═══ Text section ═══

French unemployment rate highest in 12 years

Nicolas Sarkozy to lead jobs summit in January in bid to tackle crisis.

THE FRENCH GOVERNMENT is planning a summit in January to tackle an unprecedented (in the past decade) rise in unemployment.

The EU Observer cites figures released by the labour ministry in France this week which show unemployment has hit a 12-year high and the rate has risen every month for the past seven months. Nicolas Sarkozy is to head up the jobs summit on 18 January – there are now 2.85 million people unemployed in France. Some of the measures to tackle this figure include the possibility of encouraging companies to cut hours and have more people working part-time than a smaller number working full-time.

However, as anyone who has ever travelled to France during a union strike will know, employee unions are very strong there. They and employer unions will both be at the 18 January summit and will have to agree to compromise for any proposed measures to come into practice.

═══ Data extract ═══

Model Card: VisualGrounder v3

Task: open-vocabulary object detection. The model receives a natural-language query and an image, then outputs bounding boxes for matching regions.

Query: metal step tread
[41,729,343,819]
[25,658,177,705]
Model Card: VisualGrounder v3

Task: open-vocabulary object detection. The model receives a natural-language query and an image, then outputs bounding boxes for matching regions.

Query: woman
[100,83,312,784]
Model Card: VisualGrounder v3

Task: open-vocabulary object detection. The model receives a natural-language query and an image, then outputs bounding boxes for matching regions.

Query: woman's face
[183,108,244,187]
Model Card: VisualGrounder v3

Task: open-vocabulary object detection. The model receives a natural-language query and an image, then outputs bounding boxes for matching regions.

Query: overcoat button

═══

▶ Requirements
Pick up the article on French unemployment after its final sentence and continue it. The records were drawn from a separate source and bear no relation to the text.

▶ The output
The Wall Street Journal reports that Sarkozy is “largely inspired” by measures Germany took two years ago when unemployment and recession kicked in.  However, Germany was already on this road to changed working hours a decade ago. Even so, its unemployment rate rose slightly in November.

According to Eurostat, the unemployment rate in France for the third quarter of the year was 9.9 – up by 0.2 from the second quarter of the year. In Germany, it was 6.0. But in Ireland, as we know, it was 14.4 (up from 14.2 in Q2).

(via Eurostat.ec)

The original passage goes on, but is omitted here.